CLAYTON - A blue flashing police light and traffic control greeted hundreds of drivers Sunday morning as they headed to the grand opening of the new 2,000-seat worship center at Cleveland Community Church, one of the Triangle’s fastest growing churches.

Drawn by radio and television advertising and the pastor’s upbeat message, worshippers filed into an auditorium-size hall with a soaring ceiling. On the stage that doubled as pulpit, a 12-member band with the pastor’s wife as a lead singer played Christian rock loud enough to require ear protection in the front row. Facing the congregation, six video screens reflected larger-than-life images of the musicians.

“I’m so pumped you’re here today,” Matt Fry, the pastor who founded and built Cleveland Community Church, told the last of the two grand-opening services which were attended by an estimated 3,200 worshippers.

In his sermon, he admitted the church, better known as C3, is unlike other Johnston County churches.

[Photo-based referring expression entries]
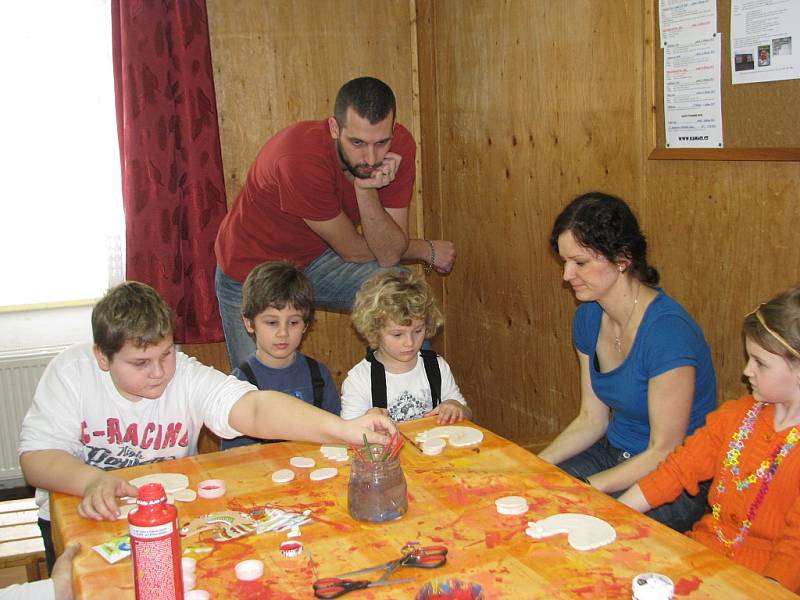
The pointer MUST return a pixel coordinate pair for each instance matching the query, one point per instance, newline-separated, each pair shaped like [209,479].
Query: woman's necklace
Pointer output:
[618,338]
[765,472]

**To do:**
**1)** According to the article on the church opening, how many seats does the new worship center have?
**2)** Reproduce the passage of the article on the church opening that begins with the words containing "CLAYTON - A" and ends with "of the musicians.".

**Results:**
**1)** 2,000 seats.

**2)**
CLAYTON - A blue flashing police light and traffic control greeted hundreds of drivers Sunday morning as they headed to the grand opening of the new 2,000-seat worship center at Cleveland Community Church, one of the Triangle’s fastest growing churches.

Drawn by radio and television advertising and the pastor’s upbeat message, worshippers filed into an auditorium-size hall with a soaring ceiling. On the stage that doubled as pulpit, a 12-member band with the pastor’s wife as a lead singer played Christian rock loud enough to require ear protection in the front row. Facing the congregation, six video screens reflected larger-than-life images of the musicians.